◆ **Dataset records**
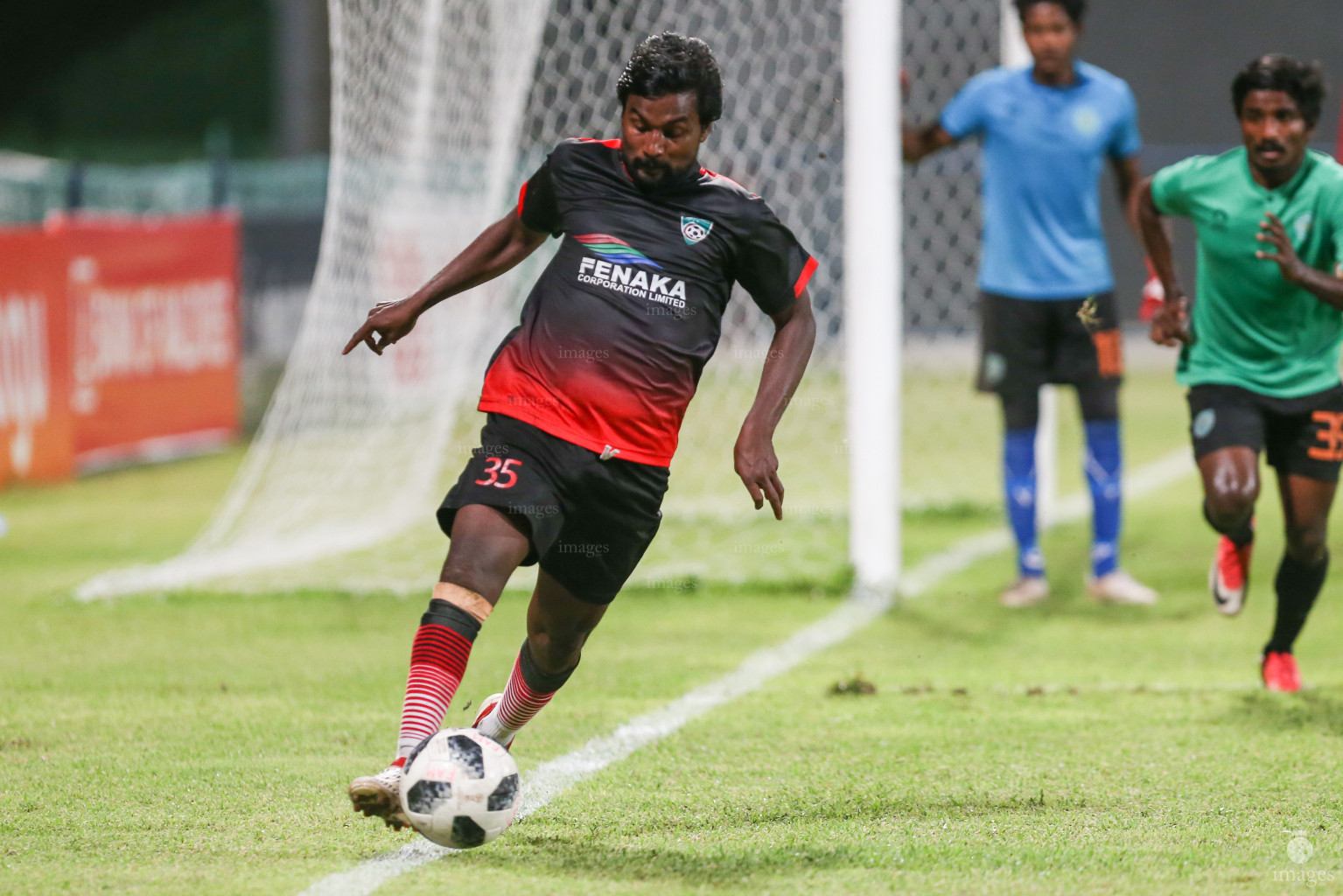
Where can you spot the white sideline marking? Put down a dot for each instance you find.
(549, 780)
==
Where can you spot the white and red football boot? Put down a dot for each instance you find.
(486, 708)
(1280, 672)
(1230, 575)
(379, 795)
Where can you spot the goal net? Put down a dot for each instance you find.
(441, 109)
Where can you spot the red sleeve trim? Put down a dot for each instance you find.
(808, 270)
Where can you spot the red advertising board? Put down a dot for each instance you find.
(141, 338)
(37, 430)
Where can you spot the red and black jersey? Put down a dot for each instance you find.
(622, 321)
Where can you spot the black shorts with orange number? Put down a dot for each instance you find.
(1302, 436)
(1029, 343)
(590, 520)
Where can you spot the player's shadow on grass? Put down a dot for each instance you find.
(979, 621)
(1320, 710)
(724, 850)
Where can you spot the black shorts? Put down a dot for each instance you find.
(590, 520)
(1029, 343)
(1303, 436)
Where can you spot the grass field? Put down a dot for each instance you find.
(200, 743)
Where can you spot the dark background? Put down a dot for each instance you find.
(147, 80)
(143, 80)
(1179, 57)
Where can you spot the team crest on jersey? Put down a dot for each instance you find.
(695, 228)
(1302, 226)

◆ **The problem**
Rewrite the lines from the one with "Where can you spot the red sleeve" up to and including the one with "(1302, 226)", changing "dot" to "marker" and keeping everything else the same.

◆ **The solution**
Where can you spot the red sleeve trim? Put down a marker for each instance you find.
(808, 270)
Where can you spot the red advertising board? Put down a marker for each instance you find.
(141, 338)
(37, 430)
Where can you spot the red and black jersey? Put down a marker for each instance you find.
(622, 321)
Where can you spot the black shorts with orange number? Put down a marker for each instance you find.
(1302, 436)
(1029, 343)
(590, 520)
Where can you spot the player's shadow on grass? Put down a marker for each instance you find.
(979, 621)
(1320, 710)
(724, 850)
Where can you spot the black shorts? Put down a marker for each instance you find.
(590, 520)
(1029, 343)
(1303, 436)
Where can you spot the grass field? Put down a marker for each instance you find.
(200, 743)
Where can you spot the dark background? Put down a marker for each instance you find.
(147, 80)
(143, 80)
(1179, 57)
Where can you spot the team crest on jersey? Put down a marker for each instance you find.
(695, 228)
(1302, 226)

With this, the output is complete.